What to work on: Look over the material for the string "below". Copy every line where it turns up.
Top of Data section
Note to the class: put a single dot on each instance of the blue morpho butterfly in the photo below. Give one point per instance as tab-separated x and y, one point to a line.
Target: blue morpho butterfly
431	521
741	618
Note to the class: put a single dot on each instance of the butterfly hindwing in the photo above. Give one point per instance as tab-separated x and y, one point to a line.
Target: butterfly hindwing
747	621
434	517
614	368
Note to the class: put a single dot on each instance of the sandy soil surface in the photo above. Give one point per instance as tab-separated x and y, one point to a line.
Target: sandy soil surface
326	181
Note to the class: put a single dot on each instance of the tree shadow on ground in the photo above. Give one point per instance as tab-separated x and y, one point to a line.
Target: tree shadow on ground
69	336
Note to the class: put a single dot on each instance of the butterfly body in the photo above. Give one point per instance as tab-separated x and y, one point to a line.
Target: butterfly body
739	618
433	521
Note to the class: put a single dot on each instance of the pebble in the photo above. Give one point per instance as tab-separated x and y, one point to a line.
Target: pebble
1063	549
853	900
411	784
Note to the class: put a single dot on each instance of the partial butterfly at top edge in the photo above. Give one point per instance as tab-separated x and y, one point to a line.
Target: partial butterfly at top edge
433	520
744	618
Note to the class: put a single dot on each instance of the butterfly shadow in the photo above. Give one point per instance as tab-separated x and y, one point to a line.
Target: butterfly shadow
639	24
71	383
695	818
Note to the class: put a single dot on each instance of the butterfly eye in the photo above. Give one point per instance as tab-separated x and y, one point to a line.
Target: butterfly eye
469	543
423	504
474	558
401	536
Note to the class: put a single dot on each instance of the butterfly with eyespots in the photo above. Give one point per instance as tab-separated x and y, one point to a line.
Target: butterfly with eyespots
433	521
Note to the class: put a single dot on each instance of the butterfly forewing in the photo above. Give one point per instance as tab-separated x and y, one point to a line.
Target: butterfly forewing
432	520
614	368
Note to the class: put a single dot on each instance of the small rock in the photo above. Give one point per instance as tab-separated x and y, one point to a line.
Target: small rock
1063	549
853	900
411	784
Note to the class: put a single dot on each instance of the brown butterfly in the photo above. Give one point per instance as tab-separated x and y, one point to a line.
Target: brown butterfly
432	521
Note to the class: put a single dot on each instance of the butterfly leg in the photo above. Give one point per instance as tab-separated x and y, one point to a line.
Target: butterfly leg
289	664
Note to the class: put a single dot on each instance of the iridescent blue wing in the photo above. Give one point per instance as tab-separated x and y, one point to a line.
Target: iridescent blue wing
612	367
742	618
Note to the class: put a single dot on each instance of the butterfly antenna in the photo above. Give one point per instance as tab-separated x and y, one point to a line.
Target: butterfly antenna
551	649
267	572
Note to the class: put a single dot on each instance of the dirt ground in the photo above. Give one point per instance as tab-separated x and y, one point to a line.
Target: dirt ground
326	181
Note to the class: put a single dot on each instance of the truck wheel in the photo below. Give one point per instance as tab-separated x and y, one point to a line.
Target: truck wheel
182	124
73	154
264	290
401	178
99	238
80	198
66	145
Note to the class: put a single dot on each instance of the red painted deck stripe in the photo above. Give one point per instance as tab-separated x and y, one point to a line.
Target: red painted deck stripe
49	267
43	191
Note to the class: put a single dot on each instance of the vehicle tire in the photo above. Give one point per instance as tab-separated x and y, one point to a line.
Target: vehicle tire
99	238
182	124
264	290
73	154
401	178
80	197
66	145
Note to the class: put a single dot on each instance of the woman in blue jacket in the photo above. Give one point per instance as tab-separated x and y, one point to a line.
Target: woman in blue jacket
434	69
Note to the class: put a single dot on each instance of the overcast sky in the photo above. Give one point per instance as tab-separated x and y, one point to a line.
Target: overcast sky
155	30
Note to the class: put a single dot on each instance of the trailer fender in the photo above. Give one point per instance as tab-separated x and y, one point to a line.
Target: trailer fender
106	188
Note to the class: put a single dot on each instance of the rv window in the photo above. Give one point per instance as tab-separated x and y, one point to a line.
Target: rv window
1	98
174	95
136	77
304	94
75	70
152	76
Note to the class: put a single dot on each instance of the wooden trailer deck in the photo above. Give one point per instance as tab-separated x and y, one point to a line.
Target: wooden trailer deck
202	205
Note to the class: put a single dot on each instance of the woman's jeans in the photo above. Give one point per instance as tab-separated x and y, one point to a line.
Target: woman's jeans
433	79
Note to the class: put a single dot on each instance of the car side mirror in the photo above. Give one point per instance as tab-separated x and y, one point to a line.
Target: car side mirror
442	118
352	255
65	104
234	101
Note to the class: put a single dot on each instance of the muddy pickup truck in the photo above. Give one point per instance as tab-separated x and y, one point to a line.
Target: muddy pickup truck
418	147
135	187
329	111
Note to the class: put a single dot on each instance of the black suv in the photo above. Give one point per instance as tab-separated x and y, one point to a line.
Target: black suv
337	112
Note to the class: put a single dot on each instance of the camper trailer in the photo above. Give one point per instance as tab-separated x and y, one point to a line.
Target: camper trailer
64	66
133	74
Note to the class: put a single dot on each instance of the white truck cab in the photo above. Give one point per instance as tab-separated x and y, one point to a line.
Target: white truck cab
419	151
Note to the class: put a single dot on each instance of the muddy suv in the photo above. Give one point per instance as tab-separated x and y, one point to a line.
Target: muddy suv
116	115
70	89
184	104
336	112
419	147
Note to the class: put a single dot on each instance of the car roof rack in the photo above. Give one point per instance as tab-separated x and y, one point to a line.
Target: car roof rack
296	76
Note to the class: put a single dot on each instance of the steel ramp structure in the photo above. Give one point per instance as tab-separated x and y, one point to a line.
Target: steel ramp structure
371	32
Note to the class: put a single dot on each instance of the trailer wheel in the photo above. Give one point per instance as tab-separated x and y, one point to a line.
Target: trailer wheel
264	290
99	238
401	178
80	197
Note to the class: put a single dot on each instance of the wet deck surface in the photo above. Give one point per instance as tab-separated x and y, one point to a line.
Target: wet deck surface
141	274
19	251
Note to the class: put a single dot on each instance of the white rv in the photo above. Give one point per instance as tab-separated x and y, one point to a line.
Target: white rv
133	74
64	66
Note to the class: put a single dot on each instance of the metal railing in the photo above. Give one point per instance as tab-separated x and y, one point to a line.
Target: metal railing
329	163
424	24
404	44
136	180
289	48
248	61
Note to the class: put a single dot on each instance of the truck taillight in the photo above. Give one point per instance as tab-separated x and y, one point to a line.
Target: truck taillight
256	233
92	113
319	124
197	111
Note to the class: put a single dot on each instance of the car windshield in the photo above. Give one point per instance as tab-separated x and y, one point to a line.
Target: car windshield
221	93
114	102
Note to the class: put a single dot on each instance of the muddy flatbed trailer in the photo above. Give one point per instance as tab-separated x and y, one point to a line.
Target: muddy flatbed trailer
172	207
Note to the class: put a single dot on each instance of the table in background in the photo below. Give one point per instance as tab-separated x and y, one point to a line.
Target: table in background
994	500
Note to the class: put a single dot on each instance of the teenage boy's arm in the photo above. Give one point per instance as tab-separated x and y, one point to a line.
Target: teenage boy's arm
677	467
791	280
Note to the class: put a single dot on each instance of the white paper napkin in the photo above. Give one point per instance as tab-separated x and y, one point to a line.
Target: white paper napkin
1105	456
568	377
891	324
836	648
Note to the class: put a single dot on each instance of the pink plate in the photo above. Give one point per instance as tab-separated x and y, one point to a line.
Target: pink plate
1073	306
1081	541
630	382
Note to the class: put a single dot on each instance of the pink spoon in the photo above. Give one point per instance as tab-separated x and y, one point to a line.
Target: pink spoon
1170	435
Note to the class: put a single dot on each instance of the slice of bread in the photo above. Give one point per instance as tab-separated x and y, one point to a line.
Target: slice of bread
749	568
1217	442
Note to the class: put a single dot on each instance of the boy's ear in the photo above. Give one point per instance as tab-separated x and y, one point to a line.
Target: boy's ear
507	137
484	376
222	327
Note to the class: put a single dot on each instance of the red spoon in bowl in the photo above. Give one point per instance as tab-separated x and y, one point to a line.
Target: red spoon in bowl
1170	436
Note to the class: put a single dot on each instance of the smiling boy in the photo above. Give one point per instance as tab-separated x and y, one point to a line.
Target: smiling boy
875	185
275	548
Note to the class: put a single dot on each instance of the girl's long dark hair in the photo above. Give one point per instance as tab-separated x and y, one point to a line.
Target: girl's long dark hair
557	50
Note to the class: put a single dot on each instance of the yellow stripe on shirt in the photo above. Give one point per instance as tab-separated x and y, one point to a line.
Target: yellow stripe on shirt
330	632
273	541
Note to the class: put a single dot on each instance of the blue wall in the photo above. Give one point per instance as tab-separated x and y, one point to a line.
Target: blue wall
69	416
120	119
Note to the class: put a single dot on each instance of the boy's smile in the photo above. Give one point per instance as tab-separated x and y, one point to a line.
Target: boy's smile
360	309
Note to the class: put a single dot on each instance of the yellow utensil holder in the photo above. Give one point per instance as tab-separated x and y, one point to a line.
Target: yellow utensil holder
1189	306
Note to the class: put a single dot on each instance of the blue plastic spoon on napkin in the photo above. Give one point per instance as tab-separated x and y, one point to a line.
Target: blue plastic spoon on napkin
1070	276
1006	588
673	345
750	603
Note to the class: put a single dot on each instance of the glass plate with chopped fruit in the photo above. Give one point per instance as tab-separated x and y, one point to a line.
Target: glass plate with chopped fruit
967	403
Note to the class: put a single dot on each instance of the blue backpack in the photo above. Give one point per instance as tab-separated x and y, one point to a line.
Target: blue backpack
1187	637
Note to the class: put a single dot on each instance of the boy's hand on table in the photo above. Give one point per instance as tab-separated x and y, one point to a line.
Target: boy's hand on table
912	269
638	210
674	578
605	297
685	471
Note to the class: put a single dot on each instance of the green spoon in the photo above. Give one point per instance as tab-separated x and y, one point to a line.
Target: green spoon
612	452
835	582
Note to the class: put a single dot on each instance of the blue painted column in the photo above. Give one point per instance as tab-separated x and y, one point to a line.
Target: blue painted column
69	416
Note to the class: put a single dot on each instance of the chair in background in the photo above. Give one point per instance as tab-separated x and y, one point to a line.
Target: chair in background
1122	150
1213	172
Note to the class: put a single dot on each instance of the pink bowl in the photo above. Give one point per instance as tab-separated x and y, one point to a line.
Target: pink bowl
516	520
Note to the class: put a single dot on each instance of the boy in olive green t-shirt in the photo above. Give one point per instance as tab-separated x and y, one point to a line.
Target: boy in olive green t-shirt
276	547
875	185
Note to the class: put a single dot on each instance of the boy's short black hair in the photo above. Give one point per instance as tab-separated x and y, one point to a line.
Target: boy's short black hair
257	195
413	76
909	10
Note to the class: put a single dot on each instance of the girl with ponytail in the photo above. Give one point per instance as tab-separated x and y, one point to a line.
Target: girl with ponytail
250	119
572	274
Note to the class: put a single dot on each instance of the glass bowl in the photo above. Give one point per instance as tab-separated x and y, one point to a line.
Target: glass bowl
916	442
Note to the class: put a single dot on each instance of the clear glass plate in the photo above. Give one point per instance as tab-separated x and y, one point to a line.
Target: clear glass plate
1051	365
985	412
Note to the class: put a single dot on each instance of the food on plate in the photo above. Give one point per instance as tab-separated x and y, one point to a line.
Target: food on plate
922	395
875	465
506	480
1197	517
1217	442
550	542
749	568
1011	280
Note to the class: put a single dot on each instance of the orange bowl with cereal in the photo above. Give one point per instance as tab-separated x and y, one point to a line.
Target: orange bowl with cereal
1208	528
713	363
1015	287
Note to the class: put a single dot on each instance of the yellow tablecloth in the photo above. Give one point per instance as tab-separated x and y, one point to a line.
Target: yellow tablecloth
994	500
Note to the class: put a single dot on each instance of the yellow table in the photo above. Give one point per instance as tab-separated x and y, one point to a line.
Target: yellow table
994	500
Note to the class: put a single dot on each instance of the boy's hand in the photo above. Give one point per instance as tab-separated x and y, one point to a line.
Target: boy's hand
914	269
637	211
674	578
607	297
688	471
Bottom of Data section
Expected output:
Note to the class: put a single dot on each instance of the blue morpho butterfly in the photo below. Give one point per instance as tab-separated x and y, one point to a line.
Note to the class: put a single dot on each instance of the truck wheel in the photo below. Give one point per instance as tab-separated x and y, one point to a line.
Note to the class: put a single dot on each instance of the table in background in the photo below. Give one point per instance as tab-separated x and y, one point to a line.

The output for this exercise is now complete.